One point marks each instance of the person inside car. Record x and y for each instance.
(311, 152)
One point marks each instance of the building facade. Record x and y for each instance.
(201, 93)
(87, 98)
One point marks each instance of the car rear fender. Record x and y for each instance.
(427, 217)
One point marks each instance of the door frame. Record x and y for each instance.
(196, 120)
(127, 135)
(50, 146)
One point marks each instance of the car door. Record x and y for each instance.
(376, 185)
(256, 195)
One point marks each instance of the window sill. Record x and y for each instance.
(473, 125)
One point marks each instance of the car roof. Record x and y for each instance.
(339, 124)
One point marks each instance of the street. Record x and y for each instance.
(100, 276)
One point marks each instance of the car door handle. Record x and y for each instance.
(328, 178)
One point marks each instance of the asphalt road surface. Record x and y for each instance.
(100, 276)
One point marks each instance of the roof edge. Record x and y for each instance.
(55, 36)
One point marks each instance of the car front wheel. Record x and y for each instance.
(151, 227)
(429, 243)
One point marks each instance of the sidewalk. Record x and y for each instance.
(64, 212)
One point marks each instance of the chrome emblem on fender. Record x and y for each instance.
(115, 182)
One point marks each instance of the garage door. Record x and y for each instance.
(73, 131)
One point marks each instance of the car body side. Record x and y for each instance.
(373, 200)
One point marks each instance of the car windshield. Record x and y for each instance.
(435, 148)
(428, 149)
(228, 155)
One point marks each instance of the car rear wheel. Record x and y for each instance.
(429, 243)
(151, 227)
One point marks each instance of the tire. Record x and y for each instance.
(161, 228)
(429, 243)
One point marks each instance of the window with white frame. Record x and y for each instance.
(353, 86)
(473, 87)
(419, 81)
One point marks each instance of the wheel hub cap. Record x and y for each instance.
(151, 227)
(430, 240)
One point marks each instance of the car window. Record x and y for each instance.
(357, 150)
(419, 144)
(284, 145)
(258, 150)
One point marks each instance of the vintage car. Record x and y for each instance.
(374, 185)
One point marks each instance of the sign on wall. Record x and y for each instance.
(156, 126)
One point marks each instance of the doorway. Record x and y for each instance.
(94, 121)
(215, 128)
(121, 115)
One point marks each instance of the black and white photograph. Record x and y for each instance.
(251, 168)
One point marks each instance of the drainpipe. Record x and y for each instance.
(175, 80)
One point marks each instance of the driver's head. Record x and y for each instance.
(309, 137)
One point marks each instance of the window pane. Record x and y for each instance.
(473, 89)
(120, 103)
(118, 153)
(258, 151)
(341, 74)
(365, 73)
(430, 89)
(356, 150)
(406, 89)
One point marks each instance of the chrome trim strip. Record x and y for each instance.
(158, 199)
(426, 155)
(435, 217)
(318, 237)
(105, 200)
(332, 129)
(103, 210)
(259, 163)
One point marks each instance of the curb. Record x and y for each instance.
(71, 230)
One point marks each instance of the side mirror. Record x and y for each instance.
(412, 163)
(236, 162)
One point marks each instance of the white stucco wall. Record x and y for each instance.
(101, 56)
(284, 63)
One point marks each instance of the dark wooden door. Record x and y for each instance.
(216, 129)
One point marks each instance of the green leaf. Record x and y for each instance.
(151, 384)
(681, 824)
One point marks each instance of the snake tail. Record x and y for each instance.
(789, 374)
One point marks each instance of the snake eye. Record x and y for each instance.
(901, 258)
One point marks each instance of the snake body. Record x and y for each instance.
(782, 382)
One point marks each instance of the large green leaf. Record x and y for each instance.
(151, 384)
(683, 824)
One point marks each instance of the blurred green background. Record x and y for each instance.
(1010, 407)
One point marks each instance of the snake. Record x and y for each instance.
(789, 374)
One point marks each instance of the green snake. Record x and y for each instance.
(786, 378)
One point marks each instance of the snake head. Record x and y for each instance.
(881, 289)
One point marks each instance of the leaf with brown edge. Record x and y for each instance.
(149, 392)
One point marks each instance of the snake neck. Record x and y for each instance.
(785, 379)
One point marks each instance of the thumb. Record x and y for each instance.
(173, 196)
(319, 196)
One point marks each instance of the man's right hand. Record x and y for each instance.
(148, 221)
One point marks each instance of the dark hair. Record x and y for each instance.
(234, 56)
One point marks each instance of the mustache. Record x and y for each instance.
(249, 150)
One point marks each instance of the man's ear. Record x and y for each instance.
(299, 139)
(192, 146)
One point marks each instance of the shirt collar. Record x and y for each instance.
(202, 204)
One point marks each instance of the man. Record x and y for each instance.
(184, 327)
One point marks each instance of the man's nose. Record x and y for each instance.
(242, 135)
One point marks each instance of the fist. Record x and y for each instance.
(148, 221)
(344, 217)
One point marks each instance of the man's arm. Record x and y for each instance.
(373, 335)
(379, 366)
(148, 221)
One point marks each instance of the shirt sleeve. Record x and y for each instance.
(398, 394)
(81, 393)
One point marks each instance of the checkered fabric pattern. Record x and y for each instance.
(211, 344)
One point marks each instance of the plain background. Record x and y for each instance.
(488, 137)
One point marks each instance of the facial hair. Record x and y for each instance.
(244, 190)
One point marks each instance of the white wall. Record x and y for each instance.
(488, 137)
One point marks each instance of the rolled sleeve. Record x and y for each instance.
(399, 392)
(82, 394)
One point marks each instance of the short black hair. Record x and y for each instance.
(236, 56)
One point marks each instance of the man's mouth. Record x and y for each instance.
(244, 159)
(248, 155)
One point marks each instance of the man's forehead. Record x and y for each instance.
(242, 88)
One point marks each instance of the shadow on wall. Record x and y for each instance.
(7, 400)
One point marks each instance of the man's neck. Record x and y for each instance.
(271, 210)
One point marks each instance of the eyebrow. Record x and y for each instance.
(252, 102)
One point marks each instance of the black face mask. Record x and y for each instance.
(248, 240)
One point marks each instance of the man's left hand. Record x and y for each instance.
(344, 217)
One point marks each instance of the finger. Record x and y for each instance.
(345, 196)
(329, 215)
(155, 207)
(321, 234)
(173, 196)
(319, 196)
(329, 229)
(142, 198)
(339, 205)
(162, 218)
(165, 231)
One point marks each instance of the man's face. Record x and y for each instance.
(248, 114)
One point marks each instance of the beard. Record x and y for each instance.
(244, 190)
********************
Exactly reproduce every line of the records.

One point marks each instance of the person inside car. Record x and y for each instance.
(311, 152)
One point marks each instance of the building facade. Record x and y for each instance.
(201, 93)
(87, 98)
One point marks each instance of the car rear fender. Record x and y for each instance.
(427, 217)
One point marks each instance of the door frame. Record x and y for each instance.
(196, 120)
(127, 135)
(50, 146)
One point marks each instance of the car door. Record x and y for each instance.
(376, 185)
(256, 195)
One point marks each instance of the window sill. Record x and y for each instance.
(473, 125)
One point marks each instance of the car roof. Record x and y for each instance.
(339, 124)
One point marks each instance of the street. Record x and y for each instance.
(100, 276)
One point marks each instance of the car door handle. Record x and y for each instance.
(328, 178)
One point marks each instance of the asphalt road surface. Record x and y for each instance.
(100, 276)
One point marks each instance of the roof edge. Record x and y for each instance.
(55, 36)
One point marks each instance of the car front wheel. Record x and y for each instance.
(151, 227)
(429, 243)
One point marks each instance of the sidewalk. Record x and y for each instance.
(64, 212)
One point marks each instance of the chrome emblem on fender. Record x and y for each instance.
(115, 182)
One point marks each instance of the garage door. Record x and y for each instance.
(73, 131)
One point marks each instance of the car body side. Record x and y for each instance.
(373, 200)
One point marks each instance of the car windshield. Record x and y for each instance.
(435, 148)
(428, 149)
(228, 155)
One point marks each instance of the car rear wheel. Record x and y for each instance.
(429, 243)
(151, 227)
One point marks each instance of the tire. Record x and y for each instance.
(161, 228)
(429, 243)
One point marks each instance of the window with white frame. Record x and y for each instance.
(353, 86)
(473, 87)
(419, 81)
One point marks each instance of the wheel hub cap. Record x and y for each instance.
(151, 227)
(430, 240)
One point marks each instance of the car window. Record x and y for each instance.
(357, 150)
(419, 144)
(284, 145)
(258, 150)
One point marks each instance of the vintage car. Record x and y for each instance.
(374, 185)
One point marks each instance of the sign on wall. Record x and y for each instance.
(156, 126)
One point marks each instance of the doorway. Record x and y for each instance.
(94, 121)
(215, 128)
(121, 115)
One point marks each instance of the black and white photograph. Record x and y for each instance.
(251, 168)
One point marks each instance of the drainpipe. Record x and y for each instance.
(175, 80)
One point marks each instance of the driver's head. Record x and y for each instance.
(309, 137)
One point marks each instance of the window pane. Record x and y for each instance.
(473, 89)
(120, 103)
(118, 153)
(258, 151)
(341, 74)
(365, 73)
(430, 89)
(356, 150)
(406, 89)
One point marks each instance of the chrome trim strip. Record x and y for each instance.
(158, 199)
(426, 155)
(435, 217)
(318, 237)
(105, 200)
(332, 129)
(103, 210)
(259, 163)
One point marks each instance of the curb. Record x and y for each instance.
(71, 230)
One point marks each instance of the side mirror. Record x and y for each instance.
(412, 163)
(236, 162)
One point marks each instance of the white stucco wall. Record x and y for each instance.
(101, 56)
(284, 63)
One point marks each instance of the dark wooden door. Record x and y for each instance.
(216, 129)
One point marks each instance of the green leaf. Record x and y for each instance.
(151, 384)
(681, 824)
One point marks each instance of the snake tail. Record x and y for each instance.
(789, 374)
One point marks each instance of the snake eye. Record x and y for each instance.
(901, 258)
One point marks each instance of the snake body. Record x and y for each instance.
(782, 382)
One point marks each instance of the large green leaf. Record x and y for each instance.
(151, 384)
(683, 824)
One point marks each instance of the blurred green background. Record x and y for each instance.
(1010, 407)
One point marks each instance of the snake. Record x and y for each instance.
(789, 374)
One point marks each instance of the green snake. Record x and y for each instance.
(786, 378)
One point marks each instance of the snake head. Record x and y for each instance.
(881, 289)
One point marks each instance of the leaf with brown edge. Record x and y for each instance.
(149, 392)
One point marks each instance of the snake neck. Record x and y for each instance.
(785, 379)
One point marks each instance of the thumb. Record x and y for each instance.
(173, 196)
(319, 196)
One point marks each instance of the man's right hand. Record x and y for each instance.
(148, 221)
One point marks each instance of the dark hair. Record x and y for each instance.
(234, 56)
One point marks each instance of the mustache. Record x and y for each instance.
(249, 150)
One point marks each instance of the man's ear. Record x and y for each instance.
(299, 139)
(192, 146)
One point marks each instance of the shirt collar. Record x and y for each instance.
(202, 204)
One point marks each instance of the man. Record x and y for each instance.
(184, 327)
One point marks each instance of the man's nose. Record x and y for each instance.
(242, 135)
One point marks each instance of the fist. Record x and y for each instance.
(148, 221)
(344, 217)
One point marks each instance of the man's arm. Record x and y for each instance.
(373, 335)
(379, 366)
(148, 221)
One point marks each instance of the shirt sleeve. Record x and y for each instance.
(398, 394)
(81, 393)
One point marks each instance of the checkered fabric pattern. Record x and y for each instance.
(211, 344)
One point marks each instance of the plain background. Record x and y for each instance.
(488, 137)
One point marks each instance of the facial hair. Record x and y for each instance.
(244, 190)
One point marks each instance of the white wall. Record x and y for each instance.
(488, 137)
One point marks each instance of the rolled sleeve. Record x and y for each instance.
(399, 392)
(82, 394)
One point marks each instance of the short black hair. Record x and y for each instance.
(236, 56)
One point marks each instance of the man's mouth. Record x and y for each instance.
(244, 159)
(248, 155)
One point marks each instance of the man's forehead. Record x and y for each instance.
(242, 88)
One point marks each instance of the shadow on wall. Record x and y for each instance.
(7, 400)
One point marks each instance of the man's neck. Record x and y for each instance.
(271, 210)
One point marks each instance of the eyebrow. Record x and y for each instance.
(252, 102)
One point marks each instance of the black face mask. Record x and y for each instance.
(248, 240)
One point marks each instance of the man's left hand. Record x and y for each instance.
(344, 217)
One point marks each instance of the finger. Record x and y for each instance.
(345, 196)
(329, 215)
(155, 207)
(321, 234)
(173, 196)
(319, 196)
(329, 229)
(142, 198)
(339, 205)
(162, 218)
(165, 231)
One point marks each instance of the man's face. Record x and y for each instance.
(248, 114)
One point marks each instance of the beard. Record x and y for each instance.
(244, 190)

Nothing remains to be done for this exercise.